TASK DATA:

=-=-=-=-=

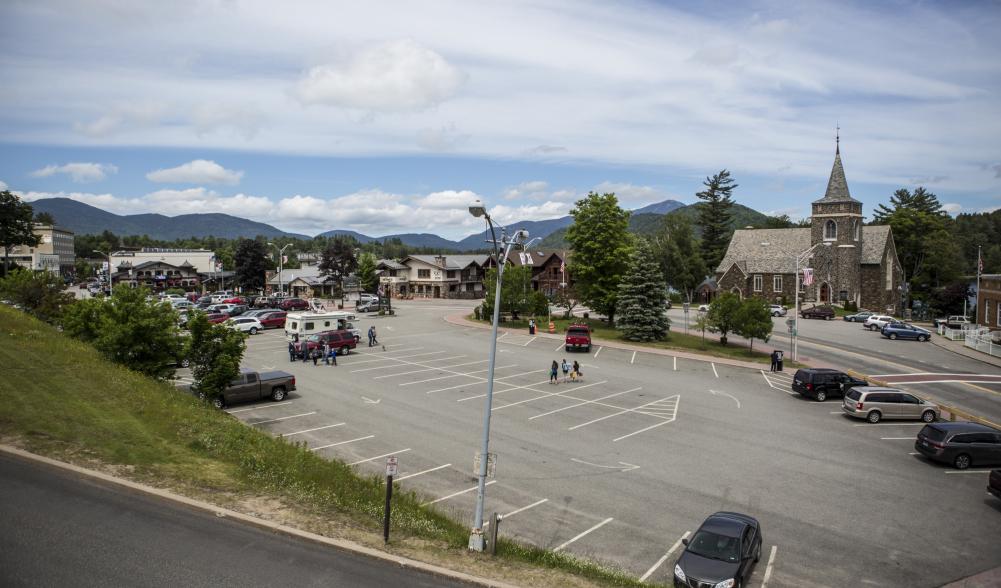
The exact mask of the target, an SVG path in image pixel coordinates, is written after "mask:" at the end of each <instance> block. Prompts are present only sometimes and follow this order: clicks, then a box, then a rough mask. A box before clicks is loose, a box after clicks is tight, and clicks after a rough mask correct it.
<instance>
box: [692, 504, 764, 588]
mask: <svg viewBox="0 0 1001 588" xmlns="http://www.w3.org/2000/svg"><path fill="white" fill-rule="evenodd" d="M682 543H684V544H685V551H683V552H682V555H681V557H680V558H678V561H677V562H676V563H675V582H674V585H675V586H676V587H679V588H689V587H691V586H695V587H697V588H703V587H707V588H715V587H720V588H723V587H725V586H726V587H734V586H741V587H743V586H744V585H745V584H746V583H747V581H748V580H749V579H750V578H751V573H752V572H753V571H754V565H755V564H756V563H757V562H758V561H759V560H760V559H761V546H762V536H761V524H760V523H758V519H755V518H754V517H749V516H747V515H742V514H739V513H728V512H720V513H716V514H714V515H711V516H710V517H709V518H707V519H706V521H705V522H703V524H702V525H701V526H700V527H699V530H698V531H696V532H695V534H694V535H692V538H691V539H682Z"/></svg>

=-=-=-=-=

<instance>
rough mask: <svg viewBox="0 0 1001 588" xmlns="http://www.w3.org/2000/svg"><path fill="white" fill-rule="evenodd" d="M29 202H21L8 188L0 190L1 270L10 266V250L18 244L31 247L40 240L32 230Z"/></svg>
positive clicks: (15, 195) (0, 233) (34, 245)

=-=-=-=-=

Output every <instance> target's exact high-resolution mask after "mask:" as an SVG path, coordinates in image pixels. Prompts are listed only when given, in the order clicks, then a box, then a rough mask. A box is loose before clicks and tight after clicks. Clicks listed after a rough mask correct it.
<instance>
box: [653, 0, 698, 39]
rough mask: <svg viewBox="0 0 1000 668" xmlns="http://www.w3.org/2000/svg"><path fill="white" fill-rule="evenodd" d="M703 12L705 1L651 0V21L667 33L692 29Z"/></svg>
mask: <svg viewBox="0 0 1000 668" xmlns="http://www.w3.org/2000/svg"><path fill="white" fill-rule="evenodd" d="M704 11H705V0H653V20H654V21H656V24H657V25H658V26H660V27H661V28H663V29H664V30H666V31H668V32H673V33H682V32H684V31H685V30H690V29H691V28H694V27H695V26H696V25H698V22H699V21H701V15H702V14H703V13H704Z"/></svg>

=-=-=-=-=

INSTRUCTIONS TO FOLLOW: Output as a JSON list of strings the lines starting with the line that contains "The exact mask" and going on through the line that contains "box: [692, 504, 764, 588]", one string per line and blank lines left out.

WRITTEN ANSWER:
[
  "The exact mask of the target, an SVG path in image pixel coordinates, is written after \"mask:\" at the end of each <instance> block. Prompts are present only sometimes and follow this order: clicks, then a box, then a rough mask. A box before clicks is loose, a box after clicks is tight, and clicks after a rough mask correct it.",
  "<instance>",
  "box: [692, 504, 764, 588]"
]